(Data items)
====
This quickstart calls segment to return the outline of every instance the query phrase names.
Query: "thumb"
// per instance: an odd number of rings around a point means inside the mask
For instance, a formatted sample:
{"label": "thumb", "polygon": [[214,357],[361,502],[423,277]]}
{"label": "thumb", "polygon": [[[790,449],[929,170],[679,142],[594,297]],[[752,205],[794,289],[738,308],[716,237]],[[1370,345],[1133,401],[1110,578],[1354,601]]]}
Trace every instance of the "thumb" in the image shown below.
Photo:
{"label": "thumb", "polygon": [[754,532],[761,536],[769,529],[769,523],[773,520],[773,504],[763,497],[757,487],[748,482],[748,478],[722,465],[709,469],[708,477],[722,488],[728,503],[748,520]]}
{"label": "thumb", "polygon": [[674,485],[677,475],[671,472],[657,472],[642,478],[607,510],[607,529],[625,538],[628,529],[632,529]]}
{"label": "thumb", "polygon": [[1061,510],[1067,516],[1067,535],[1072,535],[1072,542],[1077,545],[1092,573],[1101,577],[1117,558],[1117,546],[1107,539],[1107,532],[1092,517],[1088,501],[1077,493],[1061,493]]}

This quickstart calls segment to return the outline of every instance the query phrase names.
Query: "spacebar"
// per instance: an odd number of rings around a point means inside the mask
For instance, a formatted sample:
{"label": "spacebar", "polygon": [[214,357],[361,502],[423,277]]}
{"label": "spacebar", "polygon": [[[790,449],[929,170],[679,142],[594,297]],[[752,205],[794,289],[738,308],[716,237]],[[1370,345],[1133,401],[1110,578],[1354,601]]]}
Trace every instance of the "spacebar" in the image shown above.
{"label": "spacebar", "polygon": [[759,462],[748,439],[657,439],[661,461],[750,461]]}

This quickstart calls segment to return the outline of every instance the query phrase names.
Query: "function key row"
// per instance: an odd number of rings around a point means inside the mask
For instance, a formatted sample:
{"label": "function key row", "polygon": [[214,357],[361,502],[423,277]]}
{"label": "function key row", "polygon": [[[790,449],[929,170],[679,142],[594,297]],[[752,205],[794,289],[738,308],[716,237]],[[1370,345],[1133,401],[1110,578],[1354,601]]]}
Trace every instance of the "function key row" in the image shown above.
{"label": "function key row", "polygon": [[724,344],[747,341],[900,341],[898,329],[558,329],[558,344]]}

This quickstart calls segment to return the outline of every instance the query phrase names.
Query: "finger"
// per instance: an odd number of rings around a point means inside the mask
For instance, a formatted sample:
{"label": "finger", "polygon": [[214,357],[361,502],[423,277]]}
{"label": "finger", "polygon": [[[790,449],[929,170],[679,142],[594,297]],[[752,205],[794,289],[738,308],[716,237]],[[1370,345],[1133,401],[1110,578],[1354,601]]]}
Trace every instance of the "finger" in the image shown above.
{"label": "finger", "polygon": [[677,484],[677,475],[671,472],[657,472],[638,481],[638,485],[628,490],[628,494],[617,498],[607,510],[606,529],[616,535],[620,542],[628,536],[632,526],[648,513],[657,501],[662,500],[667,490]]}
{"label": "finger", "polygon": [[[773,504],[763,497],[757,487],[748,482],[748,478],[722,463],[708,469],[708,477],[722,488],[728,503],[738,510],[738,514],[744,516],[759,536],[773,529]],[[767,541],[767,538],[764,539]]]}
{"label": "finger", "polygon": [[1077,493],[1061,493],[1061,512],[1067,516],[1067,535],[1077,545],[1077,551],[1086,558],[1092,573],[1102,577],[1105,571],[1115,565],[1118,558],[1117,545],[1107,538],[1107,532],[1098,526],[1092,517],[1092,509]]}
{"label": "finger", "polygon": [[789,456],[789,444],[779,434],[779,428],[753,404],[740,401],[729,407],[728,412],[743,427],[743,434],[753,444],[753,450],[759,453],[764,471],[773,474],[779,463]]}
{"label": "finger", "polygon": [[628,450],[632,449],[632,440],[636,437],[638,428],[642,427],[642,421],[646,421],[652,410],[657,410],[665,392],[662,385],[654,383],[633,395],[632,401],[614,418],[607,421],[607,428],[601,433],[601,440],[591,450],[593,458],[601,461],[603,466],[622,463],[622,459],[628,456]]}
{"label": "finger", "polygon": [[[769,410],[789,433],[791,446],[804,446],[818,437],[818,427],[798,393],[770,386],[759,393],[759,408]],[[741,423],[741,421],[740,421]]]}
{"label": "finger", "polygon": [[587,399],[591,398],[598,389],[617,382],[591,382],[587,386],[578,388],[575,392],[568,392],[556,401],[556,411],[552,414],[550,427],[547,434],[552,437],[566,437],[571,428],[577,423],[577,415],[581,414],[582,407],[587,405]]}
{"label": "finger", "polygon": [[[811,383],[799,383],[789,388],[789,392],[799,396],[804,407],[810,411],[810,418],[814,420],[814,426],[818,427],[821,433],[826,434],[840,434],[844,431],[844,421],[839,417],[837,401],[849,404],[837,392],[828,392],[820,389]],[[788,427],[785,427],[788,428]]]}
====
= Set exercise =
Which lines in the records above contain the string "spacebar"? Return each of them in full.

= Complete response =
Query: "spacebar"
{"label": "spacebar", "polygon": [[214,357],[361,502],[423,277]]}
{"label": "spacebar", "polygon": [[[790,449],[929,170],[679,142],[594,297]],[[752,205],[794,289],[738,308],[716,237]],[[1370,345],[1133,401],[1110,578],[1354,601]]]}
Trace every instance of the "spacebar" in the image shown above.
{"label": "spacebar", "polygon": [[759,462],[748,439],[657,439],[661,461],[750,461]]}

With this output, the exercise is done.